**Exercise tasks:**
(1) In the face detection excerpt, where is face detection performed?
(2) Retype part of the face detection excerpt word for word. Begin at the words "Track faces across" and stop after "cameraController = LifecycleCameraController(currContext)".
(3) Continue the face detection excerpt from the point where it stops.

**Document extract:**
=-=-=

Get the contours of facial features Get the contours of detected faces and their eyes, eyebrows, lips, and nose.

Recognize facial expressions Determine whether a person is smiling or has their eyes closed.

Track faces across video frames Get an identifier for each unique detected face. The identifier is consistent across invocations, so you can perform image manipulation on a particular person in a video stream.

Process video frames in real time Face detection is performed on the device, and is fast enough to be used in real-time applications, such as video manipulation.

Setup the cameraController and the Composeable List

Again we just want to build the `LifecycleCameraController`

// Setup the LifecycleCameraController to pass to the camera
val cameraController = LifecycleCameraController(currContext)

val lifecycleOwner = LocalLifecycleOwner.current
cameraController.bindToLifecycle(lifecycleOwner)

=-=-=

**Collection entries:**

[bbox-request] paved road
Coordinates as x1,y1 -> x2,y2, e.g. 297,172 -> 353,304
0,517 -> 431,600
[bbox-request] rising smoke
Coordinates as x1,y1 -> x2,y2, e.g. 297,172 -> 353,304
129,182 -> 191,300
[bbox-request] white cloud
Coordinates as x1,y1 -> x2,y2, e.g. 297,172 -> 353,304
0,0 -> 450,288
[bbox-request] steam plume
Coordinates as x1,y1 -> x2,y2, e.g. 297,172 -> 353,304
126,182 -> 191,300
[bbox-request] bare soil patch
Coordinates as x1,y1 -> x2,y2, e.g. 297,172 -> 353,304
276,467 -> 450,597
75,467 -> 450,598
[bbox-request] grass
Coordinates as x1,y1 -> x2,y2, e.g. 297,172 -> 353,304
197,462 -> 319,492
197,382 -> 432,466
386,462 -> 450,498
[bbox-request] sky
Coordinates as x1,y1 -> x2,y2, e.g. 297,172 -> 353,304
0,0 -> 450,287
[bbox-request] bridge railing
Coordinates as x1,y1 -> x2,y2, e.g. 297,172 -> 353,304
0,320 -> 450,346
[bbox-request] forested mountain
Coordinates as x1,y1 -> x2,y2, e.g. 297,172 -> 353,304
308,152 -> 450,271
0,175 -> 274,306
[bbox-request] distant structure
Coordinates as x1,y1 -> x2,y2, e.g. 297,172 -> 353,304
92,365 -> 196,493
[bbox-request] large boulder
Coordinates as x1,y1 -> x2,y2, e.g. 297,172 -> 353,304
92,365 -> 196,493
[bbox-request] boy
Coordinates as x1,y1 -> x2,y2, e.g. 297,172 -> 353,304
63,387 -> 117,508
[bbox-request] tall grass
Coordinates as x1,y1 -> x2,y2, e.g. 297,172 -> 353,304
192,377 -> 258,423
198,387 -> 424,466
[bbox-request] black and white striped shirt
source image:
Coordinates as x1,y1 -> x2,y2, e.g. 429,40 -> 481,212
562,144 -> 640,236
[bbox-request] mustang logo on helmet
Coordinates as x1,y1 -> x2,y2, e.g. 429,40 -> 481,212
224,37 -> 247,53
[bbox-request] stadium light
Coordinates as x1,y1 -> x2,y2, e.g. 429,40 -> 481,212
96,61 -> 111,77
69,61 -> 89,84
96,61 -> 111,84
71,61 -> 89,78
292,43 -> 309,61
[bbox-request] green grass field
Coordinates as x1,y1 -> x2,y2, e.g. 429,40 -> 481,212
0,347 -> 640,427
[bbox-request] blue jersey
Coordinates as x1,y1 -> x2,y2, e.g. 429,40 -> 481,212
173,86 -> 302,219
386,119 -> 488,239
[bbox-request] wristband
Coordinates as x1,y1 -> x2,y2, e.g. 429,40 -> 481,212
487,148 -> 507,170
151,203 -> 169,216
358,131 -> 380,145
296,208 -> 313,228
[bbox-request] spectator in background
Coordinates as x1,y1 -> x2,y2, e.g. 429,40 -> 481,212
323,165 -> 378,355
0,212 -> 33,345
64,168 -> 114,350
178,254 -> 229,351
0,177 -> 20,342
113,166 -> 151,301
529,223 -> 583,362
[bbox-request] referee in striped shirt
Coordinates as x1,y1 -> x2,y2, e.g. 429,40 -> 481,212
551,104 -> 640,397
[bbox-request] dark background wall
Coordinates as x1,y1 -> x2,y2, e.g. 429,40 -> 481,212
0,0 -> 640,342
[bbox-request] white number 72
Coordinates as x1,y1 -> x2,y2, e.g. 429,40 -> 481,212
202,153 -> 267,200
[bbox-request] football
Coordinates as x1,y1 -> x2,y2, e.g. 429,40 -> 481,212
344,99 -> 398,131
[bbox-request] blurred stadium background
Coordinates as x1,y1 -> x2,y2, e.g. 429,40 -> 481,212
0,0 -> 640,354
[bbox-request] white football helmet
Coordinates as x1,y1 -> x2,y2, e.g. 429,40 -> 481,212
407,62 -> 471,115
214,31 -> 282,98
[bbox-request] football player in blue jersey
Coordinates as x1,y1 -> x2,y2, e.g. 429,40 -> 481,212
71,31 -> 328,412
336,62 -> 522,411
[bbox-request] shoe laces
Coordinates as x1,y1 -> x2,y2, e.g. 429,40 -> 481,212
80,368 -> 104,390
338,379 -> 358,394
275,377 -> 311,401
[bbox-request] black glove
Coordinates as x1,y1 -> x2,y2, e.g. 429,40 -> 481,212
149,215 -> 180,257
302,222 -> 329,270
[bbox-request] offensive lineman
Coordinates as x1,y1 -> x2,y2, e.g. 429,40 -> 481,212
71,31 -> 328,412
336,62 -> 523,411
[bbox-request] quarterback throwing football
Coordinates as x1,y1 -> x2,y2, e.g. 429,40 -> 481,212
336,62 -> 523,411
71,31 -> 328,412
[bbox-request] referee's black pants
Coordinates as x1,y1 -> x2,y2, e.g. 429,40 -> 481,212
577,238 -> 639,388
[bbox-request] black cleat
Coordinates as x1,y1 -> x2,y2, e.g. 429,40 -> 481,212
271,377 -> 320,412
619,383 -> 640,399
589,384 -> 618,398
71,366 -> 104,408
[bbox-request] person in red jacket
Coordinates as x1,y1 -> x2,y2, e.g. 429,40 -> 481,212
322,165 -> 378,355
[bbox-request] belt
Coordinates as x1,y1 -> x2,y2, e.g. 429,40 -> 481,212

=-=-=

**Answers provided:**
(1) On the device.

(2)
Track faces across video frames Get an identifier for each unique detected face. The identifier is consistent across invocations, so you can perform image manipulation on a particular person in a video stream.

Process video frames in real time Face detection is performed on the device, and is fast enough to be used in real-time applications, such as video manipulation.

Setup the cameraController and the Composeable List

Again we just want to build the `LifecycleCameraController`

// Setup the LifecycleCameraController to pass to the camera
val cameraController = LifecycleCameraController(currContext)

(3)
cameraController.cameraSelector = CameraSelector.DEFAULT_BACK_CAMERA

Set the ImageAnalysis `setImageAnalysisAnalyzer` for the camera …

// Referecen example code to setup the detector

cameraController.setImageAnalysisAnalyzer(executor) { imageProxy ->
imageProxy.image?.let { image ->
val img = InputImage.fromMediaImage(
image,
imageProxy.imageInfo.rotationDegrees
)

val options =
FaceDetectorOptions.Builder()
.setPerformanceMode(FaceDetectorOptions.PERFORMANCE_MODE_FAST)
.setContourMode(FaceDetectorOptions.CONTOUR_MODE_ALL)
.build()

val detector: FaceDetector = FaceDetection.getClient(options)

detector.process(img)
.addOnSuccessListener(
OnSuccessListener<List<Any?>?> { faces ->
// mFaceButton.setEnabled(true)
// processFaceContourDetectionResult(faces)
faceList = faces
Log.d("Photodo", "Faces are here $faces")
})
.addOnFailureListener(
OnFailureListener { e -> // Task failed with an exception
//mFaceButton.setEnabled(true)
e.printStackTrace()
})
}
}

Face Detection is just a cameraController passed in from the ViewModel!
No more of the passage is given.